= Görev Ayrıntıları =
Verilen metne göre şu cümlelerin her biri doğru mu, evet ya da hayır diye cevaplayın ve metinden karar veren sözleri olduğu gibi alıntılayın: (a) Ayfer UZUN, teklif veren firmaların yetkililerini görürdü. (b) Ayfer UZUN, teklif mektuplarını dosyaya ekleyip onaya sunardı. (c) Ayfer UZUN'un kısım amiri Gülbeyaz KARASU'dur.

= Verilen Metin =
· · · · ·
Sanık Ayfer UZUN(4); “Bende kısım amirim Gülbeyaz KARASU isimli şahsın talimatları doğrultusunda ihale dosyalarının yazışmalarını yaparak ve teklif veren firmaların da teklif mektuplarını dosyaya ekleyerek onaya sunardım. Ben teklif mektubu veren firmaların sadece vermiş oldukları teklif kağıtlarını görürdüm. Bu firmaların belgelerini ve yetkililerini görmezdim. Bu yüzden bu firmaların belgelerinin sahte olup olmadığını bilemiyorum. … amirlerimden gelen talimatların ve belgelerin içeriklerini sorgulamadan ne yapılması gerekiyorsa onu yapardım”
· · · · ·
= Kaynak Alıntı =

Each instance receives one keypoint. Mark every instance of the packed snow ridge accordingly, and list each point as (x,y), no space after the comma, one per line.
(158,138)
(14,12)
· · · · ·
= Alıştırma Sonucu =
(a) Hayır: "Bu firmaların belgelerini ve yetkililerini görmezdim."
(b) Evet: "teklif veren firmaların da teklif mektuplarını dosyaya ekleyerek onaya sunardım"
(c) Evet: "kısım amirim Gülbeyaz KARASU isimli şahsın"